Goal of the exercise: Put every line of the items below into a JSON list of strings, with one string per line and any blank lines left out.

Data extract:
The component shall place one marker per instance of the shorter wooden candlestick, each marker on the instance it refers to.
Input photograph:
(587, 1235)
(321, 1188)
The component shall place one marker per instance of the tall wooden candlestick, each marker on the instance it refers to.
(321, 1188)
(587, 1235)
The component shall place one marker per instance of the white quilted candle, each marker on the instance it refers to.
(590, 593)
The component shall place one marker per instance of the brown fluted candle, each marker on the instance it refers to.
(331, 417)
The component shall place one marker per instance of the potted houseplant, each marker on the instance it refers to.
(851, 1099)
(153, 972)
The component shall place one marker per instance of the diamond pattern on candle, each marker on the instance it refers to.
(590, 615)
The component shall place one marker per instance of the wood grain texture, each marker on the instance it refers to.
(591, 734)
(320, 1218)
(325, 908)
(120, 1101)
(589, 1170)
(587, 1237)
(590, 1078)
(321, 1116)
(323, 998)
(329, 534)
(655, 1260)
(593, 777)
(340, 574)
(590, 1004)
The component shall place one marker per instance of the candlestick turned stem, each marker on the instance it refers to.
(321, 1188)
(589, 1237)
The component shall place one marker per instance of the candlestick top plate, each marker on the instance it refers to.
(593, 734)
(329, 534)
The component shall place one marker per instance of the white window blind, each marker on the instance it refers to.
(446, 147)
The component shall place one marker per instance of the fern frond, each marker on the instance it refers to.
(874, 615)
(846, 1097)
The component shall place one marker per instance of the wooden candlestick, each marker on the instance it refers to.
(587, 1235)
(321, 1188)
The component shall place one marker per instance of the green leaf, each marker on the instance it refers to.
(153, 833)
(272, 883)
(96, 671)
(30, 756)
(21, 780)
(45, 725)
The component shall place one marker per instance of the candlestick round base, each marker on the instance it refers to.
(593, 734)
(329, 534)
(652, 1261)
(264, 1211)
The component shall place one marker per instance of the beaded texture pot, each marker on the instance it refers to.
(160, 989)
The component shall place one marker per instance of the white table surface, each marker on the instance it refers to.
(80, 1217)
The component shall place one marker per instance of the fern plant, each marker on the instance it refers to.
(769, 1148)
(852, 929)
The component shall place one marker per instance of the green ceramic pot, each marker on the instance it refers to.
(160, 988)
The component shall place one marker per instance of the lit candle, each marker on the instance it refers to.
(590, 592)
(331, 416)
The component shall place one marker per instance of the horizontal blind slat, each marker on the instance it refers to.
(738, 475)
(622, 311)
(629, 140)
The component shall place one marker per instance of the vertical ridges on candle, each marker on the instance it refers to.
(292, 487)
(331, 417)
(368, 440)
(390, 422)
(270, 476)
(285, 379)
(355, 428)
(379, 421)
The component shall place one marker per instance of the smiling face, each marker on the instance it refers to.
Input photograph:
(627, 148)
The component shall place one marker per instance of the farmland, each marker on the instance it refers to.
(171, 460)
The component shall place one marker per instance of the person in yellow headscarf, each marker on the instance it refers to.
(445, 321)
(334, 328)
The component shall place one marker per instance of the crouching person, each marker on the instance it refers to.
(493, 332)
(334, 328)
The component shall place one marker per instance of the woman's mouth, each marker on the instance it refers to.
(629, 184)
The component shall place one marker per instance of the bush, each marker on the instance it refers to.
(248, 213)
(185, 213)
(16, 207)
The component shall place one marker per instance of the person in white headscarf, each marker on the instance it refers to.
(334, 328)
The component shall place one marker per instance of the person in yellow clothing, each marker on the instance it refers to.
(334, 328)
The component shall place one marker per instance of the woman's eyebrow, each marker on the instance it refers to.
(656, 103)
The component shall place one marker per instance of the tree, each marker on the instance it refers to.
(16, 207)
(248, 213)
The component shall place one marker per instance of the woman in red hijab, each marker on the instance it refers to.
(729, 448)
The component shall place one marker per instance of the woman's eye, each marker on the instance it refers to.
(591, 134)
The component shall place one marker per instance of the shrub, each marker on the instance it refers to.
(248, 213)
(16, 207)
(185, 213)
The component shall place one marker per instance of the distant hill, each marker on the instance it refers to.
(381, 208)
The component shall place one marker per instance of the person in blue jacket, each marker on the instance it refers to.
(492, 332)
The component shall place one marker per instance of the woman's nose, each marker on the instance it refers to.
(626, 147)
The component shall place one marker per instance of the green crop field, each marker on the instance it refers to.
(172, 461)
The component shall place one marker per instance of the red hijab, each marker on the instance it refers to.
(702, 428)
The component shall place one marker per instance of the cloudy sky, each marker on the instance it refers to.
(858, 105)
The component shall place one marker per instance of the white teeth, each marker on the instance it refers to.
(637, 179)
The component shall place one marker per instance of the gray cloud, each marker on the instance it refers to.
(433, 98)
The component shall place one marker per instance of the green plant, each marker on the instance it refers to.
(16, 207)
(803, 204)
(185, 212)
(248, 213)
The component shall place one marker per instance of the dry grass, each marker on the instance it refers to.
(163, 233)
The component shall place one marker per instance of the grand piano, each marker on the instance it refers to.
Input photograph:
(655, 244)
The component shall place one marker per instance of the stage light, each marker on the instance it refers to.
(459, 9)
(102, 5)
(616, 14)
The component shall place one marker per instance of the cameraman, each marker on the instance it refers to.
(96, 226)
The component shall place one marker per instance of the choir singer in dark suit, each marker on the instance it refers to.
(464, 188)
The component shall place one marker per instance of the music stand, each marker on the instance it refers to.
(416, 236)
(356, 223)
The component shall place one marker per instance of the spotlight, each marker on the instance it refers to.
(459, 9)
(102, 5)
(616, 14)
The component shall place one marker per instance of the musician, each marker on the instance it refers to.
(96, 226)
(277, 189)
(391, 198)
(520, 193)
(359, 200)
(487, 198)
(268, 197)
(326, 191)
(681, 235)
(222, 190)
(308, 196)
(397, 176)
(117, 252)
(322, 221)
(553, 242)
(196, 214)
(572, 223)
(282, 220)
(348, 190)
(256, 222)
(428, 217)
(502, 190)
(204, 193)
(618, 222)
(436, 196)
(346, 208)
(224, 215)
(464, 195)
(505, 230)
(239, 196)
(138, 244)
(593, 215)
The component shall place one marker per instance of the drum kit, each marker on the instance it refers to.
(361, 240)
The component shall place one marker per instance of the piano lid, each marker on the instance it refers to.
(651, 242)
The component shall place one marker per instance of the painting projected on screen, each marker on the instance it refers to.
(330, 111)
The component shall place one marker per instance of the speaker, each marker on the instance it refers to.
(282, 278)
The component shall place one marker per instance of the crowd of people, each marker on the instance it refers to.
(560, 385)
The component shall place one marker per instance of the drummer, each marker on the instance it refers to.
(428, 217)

Answer to the exercise:
[
  "The component shall place one marker per instance of the shorter wooden candlestick, each marker on the instance it refers to.",
  "Input photograph:",
  "(587, 1235)",
  "(321, 1188)",
  "The component shall place one marker per instance of the tall wooden candlestick, each marker on the instance it refers to.",
  "(321, 1188)",
  "(587, 1235)",
  "The component shall place one marker per instance of the white quilted candle, each marker on the instance it refers to.",
  "(590, 593)",
  "The component shall place one marker per instance of the brown fluted candle, each marker on the instance it refers to.",
  "(331, 417)",
  "The component shall place one marker per instance of the potted houseplant, each marker on the instance it refers to.",
  "(851, 1099)",
  "(153, 972)",
  "The component shall place one marker per instance of the diamond pattern on candle, each marker on the instance it refers to.",
  "(590, 615)",
  "The component shall place one marker per instance of the wood grain texture, each marker on the instance it refers to.",
  "(591, 734)",
  "(320, 1218)",
  "(325, 908)",
  "(120, 1101)",
  "(589, 1170)",
  "(587, 1237)",
  "(590, 1078)",
  "(321, 1116)",
  "(323, 998)",
  "(329, 534)",
  "(655, 1260)",
  "(593, 777)",
  "(340, 574)",
  "(590, 1004)",
  "The component shall place one marker per instance of the candlestick turned stem, each marker on the instance it refers to.",
  "(321, 1188)",
  "(589, 1237)",
  "The component shall place one marker per instance of the candlestick top plate, each marker on the instance it refers to.",
  "(593, 734)",
  "(329, 534)",
  "The component shall place one marker per instance of the white window blind, each marker on the instance it refers to.",
  "(446, 147)",
  "The component shall place one marker per instance of the fern frond, each marker on the instance it refers to.",
  "(874, 615)",
  "(846, 1097)",
  "The component shall place one marker per instance of the wooden candlestick, each marker on the instance it refers to.",
  "(587, 1235)",
  "(321, 1188)",
  "The component shall place one marker per instance of the green leaf, each marker on the instance it refers to.",
  "(153, 833)",
  "(272, 883)",
  "(96, 671)",
  "(30, 756)",
  "(21, 780)",
  "(45, 725)",
  "The component shall place one marker per instance of the candlestick round base, each marker on the instance it refers to.",
  "(593, 734)",
  "(329, 534)",
  "(652, 1261)",
  "(264, 1211)",
  "The component shall place one marker per instance of the beaded texture pot, each marker on the instance it refers to.",
  "(160, 989)",
  "The component shall place one marker per instance of the white table surface, each marker on the instance it refers to.",
  "(80, 1217)",
  "The component shall place one marker per instance of the fern plant, each marker on the instance it refers to.",
  "(769, 1148)",
  "(852, 929)",
  "The component shall place one marker per instance of the green ceramic pot, each marker on the instance it refers to.",
  "(160, 988)",
  "The component shall place one marker per instance of the lit candle, each marker on the instance it refers to.",
  "(590, 592)",
  "(331, 416)",
  "The component shall place one marker per instance of the horizontal blind slat, each marker on the instance it refers to.",
  "(738, 475)",
  "(622, 311)",
  "(629, 140)",
  "The component shall place one marker per instance of the vertical ridges on candle, each marker on the instance it refers to.",
  "(292, 487)",
  "(331, 417)",
  "(368, 440)",
  "(390, 422)",
  "(270, 476)",
  "(285, 379)",
  "(355, 428)",
  "(379, 421)",
  "The component shall place one marker per instance of the smiling face, each marker on the instance it refers to.",
  "Input photograph:",
  "(627, 148)",
  "The component shall place one marker per instance of the farmland, each marker on the instance it refers to.",
  "(171, 460)",
  "The component shall place one marker per instance of the person in yellow headscarf, each marker on the instance it refers to.",
  "(445, 321)",
  "(334, 328)",
  "The component shall place one marker per instance of the crouching person, each marker on the instance it refers to.",
  "(493, 332)",
  "(334, 328)",
  "The component shall place one marker per instance of the woman's mouth, each marker on the instance it refers to.",
  "(629, 184)",
  "The component shall place one marker per instance of the bush, each marker on the instance it refers to.",
  "(248, 213)",
  "(185, 213)",
  "(16, 207)",
  "The component shall place one marker per instance of the person in white headscarf, each marker on the instance it refers to.",
  "(334, 328)",
  "The component shall place one marker per instance of the person in yellow clothing, each marker on the instance it refers to.",
  "(334, 328)",
  "The component shall place one marker per instance of the woman's eyebrow, each marker on the instance it refers to.",
  "(656, 103)",
  "The component shall place one marker per instance of the tree, each marker on the instance it refers to.",
  "(16, 207)",
  "(248, 213)",
  "The component shall place one marker per instance of the woman in red hijab, each marker on the instance it refers to.",
  "(729, 448)",
  "The component shall place one marker per instance of the woman's eye, each marker on the instance it refers to.",
  "(591, 134)",
  "The component shall place one marker per instance of the shrub, each marker on the instance it refers to.",
  "(248, 213)",
  "(16, 207)",
  "(185, 213)",
  "The component shall place one marker per instance of the distant hill, each marker on the instance it refers to.",
  "(381, 208)",
  "The component shall place one marker per instance of the person in blue jacket, each marker on the instance it refers to.",
  "(492, 332)",
  "The component shall place one marker per instance of the woman's nose, each marker on the instance it refers to.",
  "(626, 147)",
  "The component shall place one marker per instance of the green crop field, each marker on the instance it refers to.",
  "(172, 461)",
  "The component shall place one marker per instance of the red hijab, each marker on the instance it refers to.",
  "(702, 428)",
  "The component shall place one marker per instance of the cloudy sky, each marker on the instance it refers to.",
  "(858, 105)",
  "The component shall place one marker per instance of the white teeth, each marker on the instance it refers to.",
  "(637, 179)",
  "The component shall place one marker per instance of the gray cloud, each marker on the instance it refers to.",
  "(433, 98)",
  "The component shall place one marker per instance of the green plant, each marker on the instance it refers to.",
  "(16, 207)",
  "(803, 204)",
  "(185, 212)",
  "(248, 213)",
  "The component shall place one marker per instance of the dry grass, each marker on the instance it refers to.",
  "(163, 233)",
  "The component shall place one marker per instance of the grand piano, each marker on the instance it refers to.",
  "Input photograph:",
  "(655, 244)",
  "The component shall place one marker per instance of the stage light, each marker on the instance it refers to.",
  "(459, 9)",
  "(102, 5)",
  "(616, 14)",
  "The component shall place one marker per instance of the cameraman, each marker on the instance it refers to.",
  "(96, 226)",
  "The component shall place one marker per instance of the choir singer in dark suit, each marker on the instance it refers to.",
  "(464, 188)",
  "The component shall place one marker per instance of the music stand, each marker on the instance it refers to.",
  "(416, 236)",
  "(356, 223)",
  "The component shall place one marker per instance of the spotlight, each marker on the instance it refers to.",
  "(459, 9)",
  "(102, 5)",
  "(616, 14)",
  "The component shall place one marker per instance of the musician, each marker on the instance it refers to.",
  "(96, 226)",
  "(277, 189)",
  "(391, 198)",
  "(520, 193)",
  "(359, 200)",
  "(487, 198)",
  "(268, 197)",
  "(326, 191)",
  "(681, 235)",
  "(222, 190)",
  "(308, 196)",
  "(397, 176)",
  "(117, 252)",
  "(322, 221)",
  "(553, 242)",
  "(196, 214)",
  "(572, 223)",
  "(282, 220)",
  "(348, 190)",
  "(256, 222)",
  "(428, 217)",
  "(502, 190)",
  "(204, 193)",
  "(618, 222)",
  "(436, 196)",
  "(346, 208)",
  "(224, 215)",
  "(464, 195)",
  "(505, 230)",
  "(239, 196)",
  "(138, 244)",
  "(593, 215)",
  "The component shall place one marker per instance of the drum kit, each marker on the instance it refers to.",
  "(361, 240)",
  "The component shall place one marker per instance of the piano lid, each marker on the instance it refers to.",
  "(651, 242)",
  "The component shall place one marker per instance of the painting projected on screen, each marker on the instance it refers to.",
  "(330, 111)",
  "The component shall place one marker per instance of the speaker, each marker on the instance it refers to.",
  "(282, 278)",
  "The component shall place one marker per instance of the crowd of people, each marker on the instance it refers to.",
  "(560, 385)",
  "The component shall place one marker per instance of the drummer, each marker on the instance it refers to.",
  "(428, 217)"
]